Given exercise »
Gather every line in the items that contains the string "blue", and copy each of those lines out in full.
======== Materials provided
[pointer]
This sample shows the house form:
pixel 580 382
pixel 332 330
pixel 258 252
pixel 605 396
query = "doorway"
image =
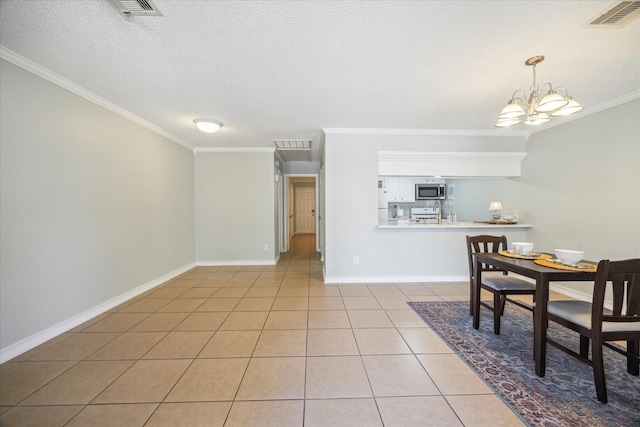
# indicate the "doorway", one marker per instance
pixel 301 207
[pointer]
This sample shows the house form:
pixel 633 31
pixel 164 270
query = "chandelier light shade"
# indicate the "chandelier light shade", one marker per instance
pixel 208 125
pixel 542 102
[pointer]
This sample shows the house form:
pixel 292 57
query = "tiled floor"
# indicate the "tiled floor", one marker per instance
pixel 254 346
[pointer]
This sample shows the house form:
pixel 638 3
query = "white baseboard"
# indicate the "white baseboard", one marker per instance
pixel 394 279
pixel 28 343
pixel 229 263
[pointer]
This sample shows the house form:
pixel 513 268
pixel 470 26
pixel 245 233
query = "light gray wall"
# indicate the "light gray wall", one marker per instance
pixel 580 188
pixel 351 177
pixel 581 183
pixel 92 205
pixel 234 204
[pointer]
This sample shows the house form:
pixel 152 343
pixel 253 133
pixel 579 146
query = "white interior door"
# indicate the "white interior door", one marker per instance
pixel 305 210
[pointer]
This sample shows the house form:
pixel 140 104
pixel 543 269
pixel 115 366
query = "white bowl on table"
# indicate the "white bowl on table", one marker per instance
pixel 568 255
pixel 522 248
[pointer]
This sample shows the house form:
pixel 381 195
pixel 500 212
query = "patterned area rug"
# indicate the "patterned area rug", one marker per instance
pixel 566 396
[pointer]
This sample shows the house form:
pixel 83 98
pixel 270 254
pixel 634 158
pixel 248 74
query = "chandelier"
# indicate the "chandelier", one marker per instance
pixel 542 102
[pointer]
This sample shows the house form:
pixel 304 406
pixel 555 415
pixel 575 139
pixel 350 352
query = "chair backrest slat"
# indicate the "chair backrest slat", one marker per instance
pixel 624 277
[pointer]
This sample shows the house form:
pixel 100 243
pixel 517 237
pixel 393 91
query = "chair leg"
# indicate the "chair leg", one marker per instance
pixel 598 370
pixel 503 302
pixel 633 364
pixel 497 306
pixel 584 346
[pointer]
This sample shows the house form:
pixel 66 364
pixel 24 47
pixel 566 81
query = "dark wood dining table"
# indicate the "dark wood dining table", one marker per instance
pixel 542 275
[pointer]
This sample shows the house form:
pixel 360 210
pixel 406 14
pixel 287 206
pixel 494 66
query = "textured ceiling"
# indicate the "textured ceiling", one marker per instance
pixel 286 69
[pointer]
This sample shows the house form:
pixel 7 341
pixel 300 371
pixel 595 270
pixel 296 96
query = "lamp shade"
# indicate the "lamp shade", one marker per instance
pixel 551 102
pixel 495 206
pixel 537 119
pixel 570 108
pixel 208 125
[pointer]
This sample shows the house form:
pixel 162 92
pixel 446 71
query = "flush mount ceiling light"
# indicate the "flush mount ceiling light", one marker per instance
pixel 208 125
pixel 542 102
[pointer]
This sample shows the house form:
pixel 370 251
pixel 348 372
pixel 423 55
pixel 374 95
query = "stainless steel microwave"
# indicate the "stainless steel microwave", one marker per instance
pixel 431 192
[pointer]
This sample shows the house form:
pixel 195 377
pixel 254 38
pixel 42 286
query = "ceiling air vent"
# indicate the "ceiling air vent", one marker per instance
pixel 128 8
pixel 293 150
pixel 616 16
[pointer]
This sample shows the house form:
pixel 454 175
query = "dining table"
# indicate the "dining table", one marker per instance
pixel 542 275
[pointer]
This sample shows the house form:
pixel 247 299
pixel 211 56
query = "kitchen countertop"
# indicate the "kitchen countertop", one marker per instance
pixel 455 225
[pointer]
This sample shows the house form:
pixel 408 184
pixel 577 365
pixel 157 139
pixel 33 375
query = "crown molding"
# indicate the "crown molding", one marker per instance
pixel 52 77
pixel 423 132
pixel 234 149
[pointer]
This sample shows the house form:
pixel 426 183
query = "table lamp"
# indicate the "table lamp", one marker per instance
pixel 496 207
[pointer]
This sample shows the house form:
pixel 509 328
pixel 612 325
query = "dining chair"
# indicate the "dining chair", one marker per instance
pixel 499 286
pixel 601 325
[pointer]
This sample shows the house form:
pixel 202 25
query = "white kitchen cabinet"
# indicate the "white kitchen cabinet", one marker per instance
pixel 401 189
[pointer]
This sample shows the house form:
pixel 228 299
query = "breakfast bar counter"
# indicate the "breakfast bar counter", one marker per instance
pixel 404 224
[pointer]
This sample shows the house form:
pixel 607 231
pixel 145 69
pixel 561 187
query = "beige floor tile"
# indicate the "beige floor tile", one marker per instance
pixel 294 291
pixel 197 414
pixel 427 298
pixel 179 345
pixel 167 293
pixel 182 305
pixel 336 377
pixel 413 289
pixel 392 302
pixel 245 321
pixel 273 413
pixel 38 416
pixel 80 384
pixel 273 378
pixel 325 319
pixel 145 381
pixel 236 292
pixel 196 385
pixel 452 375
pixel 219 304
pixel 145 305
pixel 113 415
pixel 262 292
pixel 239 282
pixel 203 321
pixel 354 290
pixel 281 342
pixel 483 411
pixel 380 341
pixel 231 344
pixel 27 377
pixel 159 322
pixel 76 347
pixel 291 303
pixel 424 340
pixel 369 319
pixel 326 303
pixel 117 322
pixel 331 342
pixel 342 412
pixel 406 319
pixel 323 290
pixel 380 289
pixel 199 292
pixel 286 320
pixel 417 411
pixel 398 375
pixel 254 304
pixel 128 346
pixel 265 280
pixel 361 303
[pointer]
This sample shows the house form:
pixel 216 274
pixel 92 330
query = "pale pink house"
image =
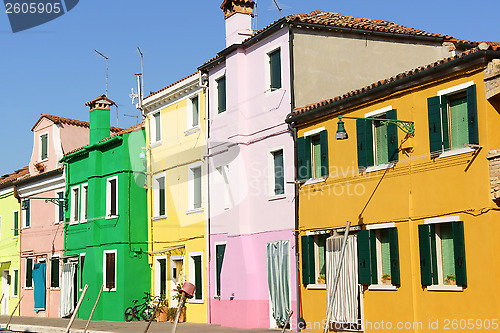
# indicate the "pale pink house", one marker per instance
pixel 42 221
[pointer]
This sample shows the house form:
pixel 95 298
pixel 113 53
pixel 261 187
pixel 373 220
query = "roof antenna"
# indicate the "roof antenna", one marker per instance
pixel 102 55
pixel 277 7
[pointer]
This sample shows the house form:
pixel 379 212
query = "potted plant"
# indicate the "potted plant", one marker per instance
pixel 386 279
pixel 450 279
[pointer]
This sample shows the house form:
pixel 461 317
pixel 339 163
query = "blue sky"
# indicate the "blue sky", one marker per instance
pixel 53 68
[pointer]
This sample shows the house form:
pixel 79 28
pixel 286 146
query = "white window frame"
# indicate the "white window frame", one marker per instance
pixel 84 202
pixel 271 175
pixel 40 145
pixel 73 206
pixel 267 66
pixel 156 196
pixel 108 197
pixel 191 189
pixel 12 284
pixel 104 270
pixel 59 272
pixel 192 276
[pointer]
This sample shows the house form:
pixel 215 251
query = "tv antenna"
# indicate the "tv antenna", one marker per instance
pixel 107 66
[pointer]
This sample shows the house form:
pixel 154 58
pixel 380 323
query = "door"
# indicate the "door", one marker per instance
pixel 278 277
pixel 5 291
================
======== Materials provided
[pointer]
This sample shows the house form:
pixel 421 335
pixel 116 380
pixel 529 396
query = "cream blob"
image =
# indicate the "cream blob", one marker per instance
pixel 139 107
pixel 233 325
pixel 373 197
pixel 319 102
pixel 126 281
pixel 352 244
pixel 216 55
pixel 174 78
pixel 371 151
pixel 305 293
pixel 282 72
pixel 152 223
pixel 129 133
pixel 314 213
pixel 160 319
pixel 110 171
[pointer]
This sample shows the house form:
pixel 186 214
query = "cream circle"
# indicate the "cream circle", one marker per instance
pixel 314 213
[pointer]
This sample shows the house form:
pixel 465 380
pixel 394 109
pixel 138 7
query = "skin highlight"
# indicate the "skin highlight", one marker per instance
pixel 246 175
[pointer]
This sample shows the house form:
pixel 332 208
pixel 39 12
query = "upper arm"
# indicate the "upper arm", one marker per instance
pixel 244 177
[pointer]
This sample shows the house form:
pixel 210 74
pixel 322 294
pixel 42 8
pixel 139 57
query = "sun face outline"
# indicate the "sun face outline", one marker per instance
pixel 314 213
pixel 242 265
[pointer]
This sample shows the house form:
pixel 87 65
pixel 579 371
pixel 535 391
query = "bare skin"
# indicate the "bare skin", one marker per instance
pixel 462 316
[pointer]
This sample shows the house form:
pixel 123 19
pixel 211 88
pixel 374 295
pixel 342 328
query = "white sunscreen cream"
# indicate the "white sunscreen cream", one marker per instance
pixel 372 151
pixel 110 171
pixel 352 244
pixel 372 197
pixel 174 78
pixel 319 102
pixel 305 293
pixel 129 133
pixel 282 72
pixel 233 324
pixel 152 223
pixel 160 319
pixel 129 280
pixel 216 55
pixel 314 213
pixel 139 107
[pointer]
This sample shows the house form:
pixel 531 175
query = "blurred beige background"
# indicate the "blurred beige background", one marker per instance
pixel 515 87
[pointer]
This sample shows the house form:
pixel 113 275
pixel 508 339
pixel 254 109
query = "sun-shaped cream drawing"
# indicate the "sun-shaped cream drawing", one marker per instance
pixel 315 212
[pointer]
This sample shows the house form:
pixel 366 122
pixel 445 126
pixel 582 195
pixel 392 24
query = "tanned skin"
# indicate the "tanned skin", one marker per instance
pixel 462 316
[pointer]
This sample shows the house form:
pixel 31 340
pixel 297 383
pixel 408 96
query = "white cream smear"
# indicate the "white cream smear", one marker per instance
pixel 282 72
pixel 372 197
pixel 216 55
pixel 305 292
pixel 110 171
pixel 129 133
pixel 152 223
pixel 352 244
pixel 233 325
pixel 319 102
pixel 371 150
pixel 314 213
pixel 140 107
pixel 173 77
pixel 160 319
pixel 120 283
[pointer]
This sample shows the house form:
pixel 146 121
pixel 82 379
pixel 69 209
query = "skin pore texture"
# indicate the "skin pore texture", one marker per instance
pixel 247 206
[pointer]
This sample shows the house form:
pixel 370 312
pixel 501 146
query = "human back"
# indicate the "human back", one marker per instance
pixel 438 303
================
Task output »
query = "blue sky"
# indicate the "blue sky", one marker per instance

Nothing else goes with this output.